_Do this_. How many lines in the records below contain the word "door"? Reply with the number alone.

_Materials provided_.
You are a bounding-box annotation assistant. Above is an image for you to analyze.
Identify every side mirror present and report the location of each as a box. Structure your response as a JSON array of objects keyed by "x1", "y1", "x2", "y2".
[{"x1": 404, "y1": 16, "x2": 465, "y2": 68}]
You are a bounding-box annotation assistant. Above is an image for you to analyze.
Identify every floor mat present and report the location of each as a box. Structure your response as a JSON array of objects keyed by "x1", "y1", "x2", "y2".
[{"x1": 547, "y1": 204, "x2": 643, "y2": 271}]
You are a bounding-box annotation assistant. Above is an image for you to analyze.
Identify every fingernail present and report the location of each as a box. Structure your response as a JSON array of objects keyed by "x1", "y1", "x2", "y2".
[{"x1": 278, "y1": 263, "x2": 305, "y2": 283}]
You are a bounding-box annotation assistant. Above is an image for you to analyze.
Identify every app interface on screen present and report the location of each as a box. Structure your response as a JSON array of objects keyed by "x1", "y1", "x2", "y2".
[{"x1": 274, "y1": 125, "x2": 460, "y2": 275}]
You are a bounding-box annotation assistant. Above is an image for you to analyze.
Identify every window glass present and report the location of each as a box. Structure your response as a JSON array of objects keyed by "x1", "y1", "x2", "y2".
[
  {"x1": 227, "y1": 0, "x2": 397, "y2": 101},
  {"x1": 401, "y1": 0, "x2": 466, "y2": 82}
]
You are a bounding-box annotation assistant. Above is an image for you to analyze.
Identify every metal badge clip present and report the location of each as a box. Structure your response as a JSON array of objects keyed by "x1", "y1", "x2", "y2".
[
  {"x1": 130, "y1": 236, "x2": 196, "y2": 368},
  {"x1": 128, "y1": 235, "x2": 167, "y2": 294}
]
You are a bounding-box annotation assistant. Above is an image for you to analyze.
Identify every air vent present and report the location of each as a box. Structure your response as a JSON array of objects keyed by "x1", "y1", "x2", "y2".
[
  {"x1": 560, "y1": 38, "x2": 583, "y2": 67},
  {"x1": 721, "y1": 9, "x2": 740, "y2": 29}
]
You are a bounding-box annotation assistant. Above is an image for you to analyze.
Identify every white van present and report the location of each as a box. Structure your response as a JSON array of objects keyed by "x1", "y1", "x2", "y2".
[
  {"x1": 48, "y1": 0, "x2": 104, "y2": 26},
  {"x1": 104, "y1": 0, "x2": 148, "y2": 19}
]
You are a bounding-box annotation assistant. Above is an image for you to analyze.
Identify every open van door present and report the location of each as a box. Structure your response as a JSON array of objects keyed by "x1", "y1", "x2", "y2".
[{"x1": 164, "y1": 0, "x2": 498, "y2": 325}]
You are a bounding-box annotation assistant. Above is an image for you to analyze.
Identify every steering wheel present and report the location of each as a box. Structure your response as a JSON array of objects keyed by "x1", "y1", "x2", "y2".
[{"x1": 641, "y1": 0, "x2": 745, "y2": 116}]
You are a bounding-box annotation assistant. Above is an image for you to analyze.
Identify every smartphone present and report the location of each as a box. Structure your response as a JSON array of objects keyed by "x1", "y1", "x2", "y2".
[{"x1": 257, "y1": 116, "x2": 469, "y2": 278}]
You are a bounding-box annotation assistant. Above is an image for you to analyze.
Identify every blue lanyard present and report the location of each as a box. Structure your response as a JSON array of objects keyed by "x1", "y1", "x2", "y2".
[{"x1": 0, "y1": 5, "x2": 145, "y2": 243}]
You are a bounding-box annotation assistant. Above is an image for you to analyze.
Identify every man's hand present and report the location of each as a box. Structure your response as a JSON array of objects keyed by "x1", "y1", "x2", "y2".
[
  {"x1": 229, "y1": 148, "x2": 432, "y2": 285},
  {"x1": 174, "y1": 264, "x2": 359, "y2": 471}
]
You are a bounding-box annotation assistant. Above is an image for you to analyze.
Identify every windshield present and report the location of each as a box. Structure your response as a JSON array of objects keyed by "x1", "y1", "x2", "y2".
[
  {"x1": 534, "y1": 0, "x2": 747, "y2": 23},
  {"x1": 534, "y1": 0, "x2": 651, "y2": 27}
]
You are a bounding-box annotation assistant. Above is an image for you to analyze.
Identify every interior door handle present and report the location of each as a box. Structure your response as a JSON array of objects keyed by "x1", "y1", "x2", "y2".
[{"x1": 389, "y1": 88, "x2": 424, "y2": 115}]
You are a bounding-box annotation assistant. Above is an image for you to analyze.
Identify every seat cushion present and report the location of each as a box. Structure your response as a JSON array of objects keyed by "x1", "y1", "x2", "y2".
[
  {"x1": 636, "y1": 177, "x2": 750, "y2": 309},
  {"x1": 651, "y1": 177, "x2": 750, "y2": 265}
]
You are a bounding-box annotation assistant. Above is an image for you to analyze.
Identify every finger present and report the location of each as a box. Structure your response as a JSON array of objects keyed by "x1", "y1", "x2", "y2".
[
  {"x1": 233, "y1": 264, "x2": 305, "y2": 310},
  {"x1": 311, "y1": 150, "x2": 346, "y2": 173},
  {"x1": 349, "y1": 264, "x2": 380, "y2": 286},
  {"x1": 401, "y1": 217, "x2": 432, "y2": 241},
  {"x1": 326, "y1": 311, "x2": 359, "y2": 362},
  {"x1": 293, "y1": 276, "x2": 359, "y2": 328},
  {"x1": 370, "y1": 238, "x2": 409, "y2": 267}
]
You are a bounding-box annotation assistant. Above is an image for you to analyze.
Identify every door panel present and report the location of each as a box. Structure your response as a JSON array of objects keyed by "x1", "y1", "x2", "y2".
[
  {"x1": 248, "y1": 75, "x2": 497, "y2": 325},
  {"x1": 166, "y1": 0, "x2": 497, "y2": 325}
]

_Written solution_. 3